Begin Data shown

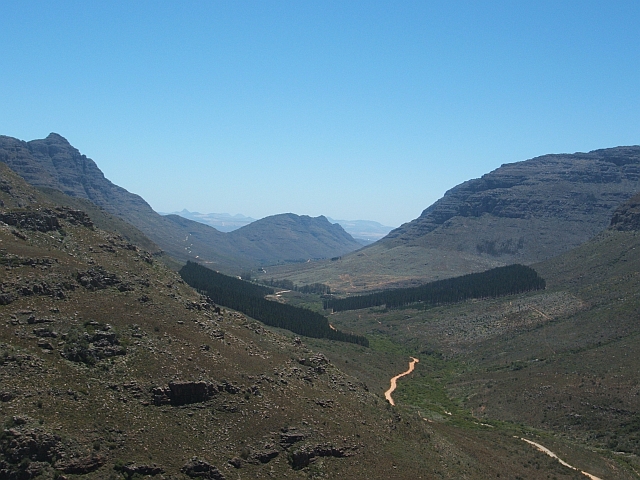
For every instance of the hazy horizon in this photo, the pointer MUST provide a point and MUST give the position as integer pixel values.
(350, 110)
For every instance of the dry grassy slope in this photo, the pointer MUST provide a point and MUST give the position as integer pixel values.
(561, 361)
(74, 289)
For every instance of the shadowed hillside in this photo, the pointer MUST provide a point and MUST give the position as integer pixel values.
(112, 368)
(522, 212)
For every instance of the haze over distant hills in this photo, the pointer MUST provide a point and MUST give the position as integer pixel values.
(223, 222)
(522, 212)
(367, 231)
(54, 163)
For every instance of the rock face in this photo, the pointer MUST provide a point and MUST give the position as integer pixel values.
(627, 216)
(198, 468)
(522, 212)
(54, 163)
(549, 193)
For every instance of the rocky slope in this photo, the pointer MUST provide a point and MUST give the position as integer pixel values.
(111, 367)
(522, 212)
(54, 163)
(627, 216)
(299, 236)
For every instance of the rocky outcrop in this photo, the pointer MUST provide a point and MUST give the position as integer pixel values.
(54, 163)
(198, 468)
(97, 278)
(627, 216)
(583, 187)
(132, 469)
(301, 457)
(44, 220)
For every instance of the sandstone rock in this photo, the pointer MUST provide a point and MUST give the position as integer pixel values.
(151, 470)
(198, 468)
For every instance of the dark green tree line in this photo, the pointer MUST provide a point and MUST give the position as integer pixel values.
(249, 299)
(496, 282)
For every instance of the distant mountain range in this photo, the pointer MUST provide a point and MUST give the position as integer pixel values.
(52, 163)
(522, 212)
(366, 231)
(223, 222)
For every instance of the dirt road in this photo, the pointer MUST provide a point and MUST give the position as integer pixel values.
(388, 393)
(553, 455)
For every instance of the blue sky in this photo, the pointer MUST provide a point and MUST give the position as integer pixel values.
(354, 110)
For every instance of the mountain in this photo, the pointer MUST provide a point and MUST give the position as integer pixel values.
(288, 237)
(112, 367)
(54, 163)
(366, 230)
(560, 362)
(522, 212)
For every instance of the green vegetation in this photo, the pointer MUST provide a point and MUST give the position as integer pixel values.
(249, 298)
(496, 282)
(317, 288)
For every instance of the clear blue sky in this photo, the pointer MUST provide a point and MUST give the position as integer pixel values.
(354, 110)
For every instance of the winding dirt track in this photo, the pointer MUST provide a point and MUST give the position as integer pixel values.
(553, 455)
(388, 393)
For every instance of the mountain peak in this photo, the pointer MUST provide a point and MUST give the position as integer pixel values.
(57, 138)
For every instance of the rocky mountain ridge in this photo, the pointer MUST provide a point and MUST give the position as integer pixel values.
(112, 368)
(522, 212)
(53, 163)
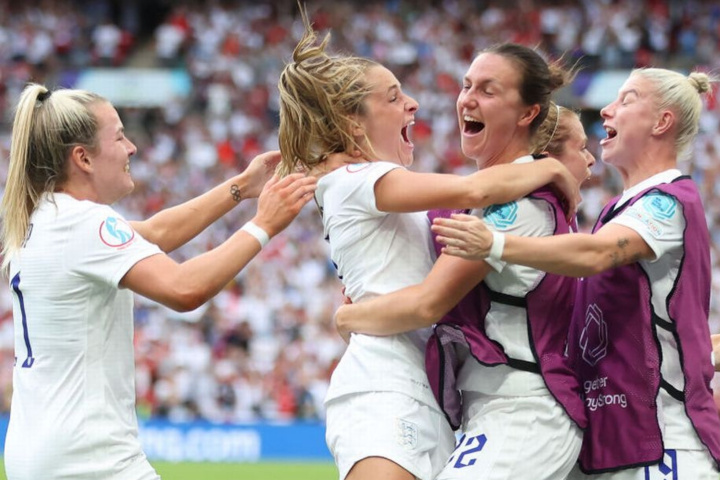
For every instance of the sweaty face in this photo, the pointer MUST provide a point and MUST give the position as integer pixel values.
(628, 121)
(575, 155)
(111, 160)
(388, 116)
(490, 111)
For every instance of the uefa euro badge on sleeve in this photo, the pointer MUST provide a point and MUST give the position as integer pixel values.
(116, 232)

End Data shown

__Given request__:
Render the listing above as a Markdown table with the columns Row and Line, giving each line its own numbered row and omitting blank lines and the pictures.

__Response for this exercise__:
| Row | Line |
|---|---|
| 1 | For every instance of the hazy horizon in this photo, the pointer MUST provide a point and MUST give the position as integer pixel values. |
| 2 | (350, 110) |
| 3 | For every instance of the dry grassy slope in this photo, the pointer MUST provide a point and MUST give the position as integer pixel values. |
| 4 | (561, 361) |
| 5 | (74, 289) |
| 6 | For every instance of the shadowed hillside in this photo, the pointer MUST provide a point and MUST give the position as integer pixel values. |
| 7 | (112, 368) |
| 8 | (522, 212) |
| 9 | For every instance of the haze over distant hills in this photo, the pointer MUST provide a point and MUST give the position as integer pixel values. |
| 10 | (223, 222) |
| 11 | (522, 212) |
| 12 | (367, 231) |
| 13 | (54, 163) |
| 14 | For every instance of the rock face in this photo, the pointer MUST provide a point and MUST give the position as integer pixel values. |
| 15 | (627, 216) |
| 16 | (198, 468) |
| 17 | (522, 212) |
| 18 | (54, 163) |
| 19 | (549, 193) |
| 20 | For every instance of the rocky slope in this photo, the pointer MUST provide a point and MUST give the position as integer pixel values. |
| 21 | (111, 367) |
| 22 | (522, 212) |
| 23 | (54, 163) |
| 24 | (627, 216) |
| 25 | (299, 236) |
| 26 | For every instance of the rocky outcrop in this photo, the pointer MUST provide a point and MUST give the position as integer pixel values. |
| 27 | (54, 163) |
| 28 | (198, 468) |
| 29 | (97, 278) |
| 30 | (627, 216) |
| 31 | (583, 187) |
| 32 | (132, 469) |
| 33 | (301, 457) |
| 34 | (44, 220) |
| 35 | For every instance of the sandstone rock in this photo, the pointer MUST provide a point and MUST give the position as integer pixel values. |
| 36 | (151, 470) |
| 37 | (198, 468) |
| 38 | For every instance of the dark green tree line in this photo, the pointer MUST provide a point and MUST give the position as integer pixel values. |
| 39 | (249, 299) |
| 40 | (496, 282) |
| 41 | For every instance of the distant mountain range in this photo, the pointer MUST provide a point and MUST give the position as integer pixel values. |
| 42 | (52, 163) |
| 43 | (522, 212) |
| 44 | (366, 231) |
| 45 | (223, 222) |
| 46 | For every instance of the dirt road in this photo, the pointer MUST provide a point and MUST give the position as integer pixel values. |
| 47 | (388, 393) |
| 48 | (553, 455) |
| 49 | For every instance of the blue sky in this photo, the pointer MUST provide a point and MUST give the position as integer pixel values. |
| 50 | (354, 110) |
| 51 | For every instance of the mountain in this photo, the pointer MUST provide a point and MUST give the position as integer pixel values. |
| 52 | (288, 237) |
| 53 | (112, 367) |
| 54 | (54, 163) |
| 55 | (366, 230) |
| 56 | (560, 362) |
| 57 | (522, 212) |
| 58 | For every instance of the green vegetation in this photo, the pointer MUST provide a point and MUST give the position as integer pixel values. |
| 59 | (249, 298) |
| 60 | (496, 282) |
| 61 | (317, 288) |
| 62 | For every instance of the clear blue sky in this photo, the pointer MUST provide a point and MUST give the position as integer pixel values. |
| 63 | (354, 110) |
| 64 | For every instance of the winding dirt track in this photo, the pointer MUST provide a point and MUST give the position as integer pixel values. |
| 65 | (553, 455) |
| 66 | (388, 393) |
| 67 | For every instance of the mountain peak in this photo, the pointer MUST provide a point and MUST give the position as integer pixel values. |
| 68 | (57, 138) |
| 69 | For every instance of the rocky mountain ridge in this photo, the pointer MUST provide a point and MUST give the position as integer pixel values. |
| 70 | (112, 368) |
| 71 | (522, 212) |
| 72 | (53, 163) |
| 73 | For every instance of the sweaty face in this photo, the pointer MUST provide a point and MUST give the position as integer pixel values. |
| 74 | (628, 121) |
| 75 | (575, 155) |
| 76 | (111, 160) |
| 77 | (388, 116) |
| 78 | (490, 111) |
| 79 | For every instance of the uefa euro badge on sleeve in this photo, the pointer MUST provide a point and MUST give the position as integer pixel values. |
| 80 | (116, 232) |